TASK:
Quote the listing below word for word, starting at the line that contains "Expected: one point per instance of the white" and ending at the line that contains "x=477 y=233". Leave the pictures out of your answer.

RECORDS PROVIDED:
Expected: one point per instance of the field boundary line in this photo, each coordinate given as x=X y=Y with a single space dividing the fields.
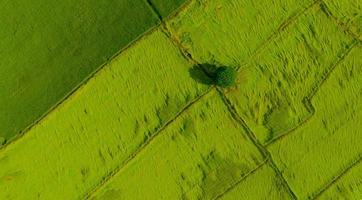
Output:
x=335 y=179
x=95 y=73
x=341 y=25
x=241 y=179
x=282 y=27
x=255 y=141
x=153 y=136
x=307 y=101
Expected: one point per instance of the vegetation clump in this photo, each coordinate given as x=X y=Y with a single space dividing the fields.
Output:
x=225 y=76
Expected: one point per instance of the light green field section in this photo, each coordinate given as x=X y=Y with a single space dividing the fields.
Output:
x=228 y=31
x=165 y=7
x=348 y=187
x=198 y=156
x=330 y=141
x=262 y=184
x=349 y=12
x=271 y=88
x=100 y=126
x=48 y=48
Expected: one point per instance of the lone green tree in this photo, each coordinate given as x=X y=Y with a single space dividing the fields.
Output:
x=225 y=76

--

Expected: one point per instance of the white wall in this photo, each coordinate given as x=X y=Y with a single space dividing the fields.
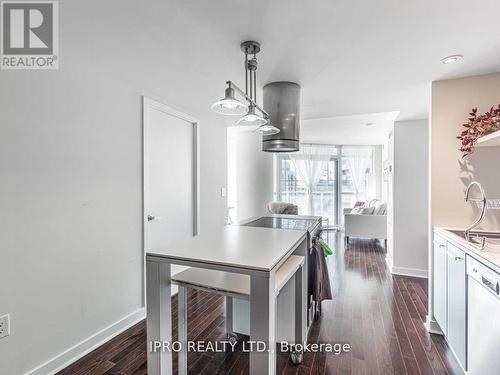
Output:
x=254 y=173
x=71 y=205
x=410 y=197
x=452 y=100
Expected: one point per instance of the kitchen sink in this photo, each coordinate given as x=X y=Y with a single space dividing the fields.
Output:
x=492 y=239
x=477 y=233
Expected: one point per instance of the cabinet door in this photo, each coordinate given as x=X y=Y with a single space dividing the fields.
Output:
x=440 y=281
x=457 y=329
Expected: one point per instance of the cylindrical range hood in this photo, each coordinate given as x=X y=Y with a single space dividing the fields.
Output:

---

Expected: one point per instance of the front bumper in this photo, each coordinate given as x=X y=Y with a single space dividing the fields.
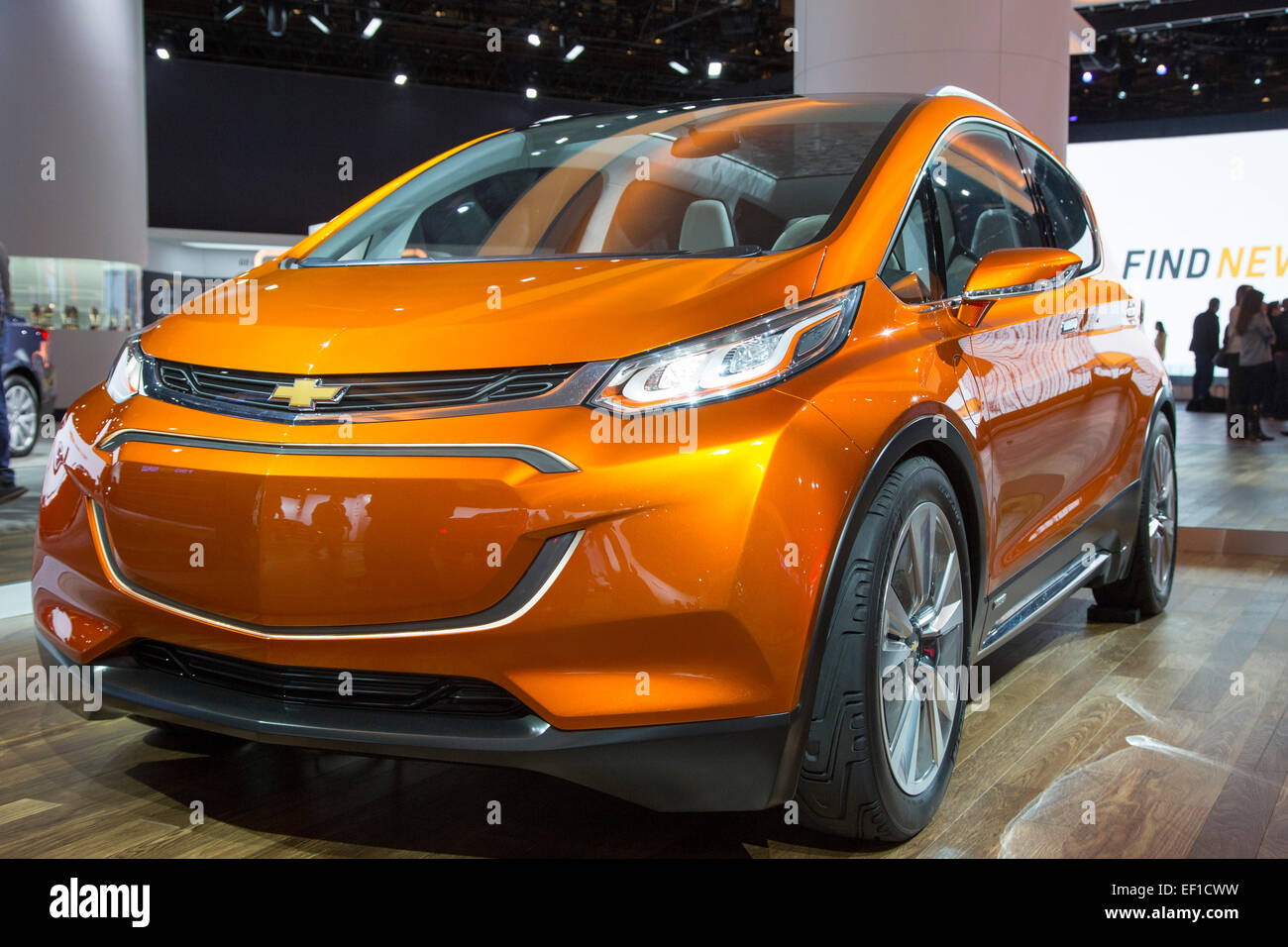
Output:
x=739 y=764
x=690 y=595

SOLUTION FOR THIS EXERCISE:
Expected: one point per instance of the white wall in this photo, each coordinate given as x=X y=Y with a single space dividing the fields.
Output:
x=254 y=173
x=71 y=205
x=410 y=197
x=452 y=100
Expected: one point per instance of the kitchen sink in this photo, each coordinate given as x=X y=Y with a single space dividing the fields.
Output:
x=492 y=239
x=477 y=233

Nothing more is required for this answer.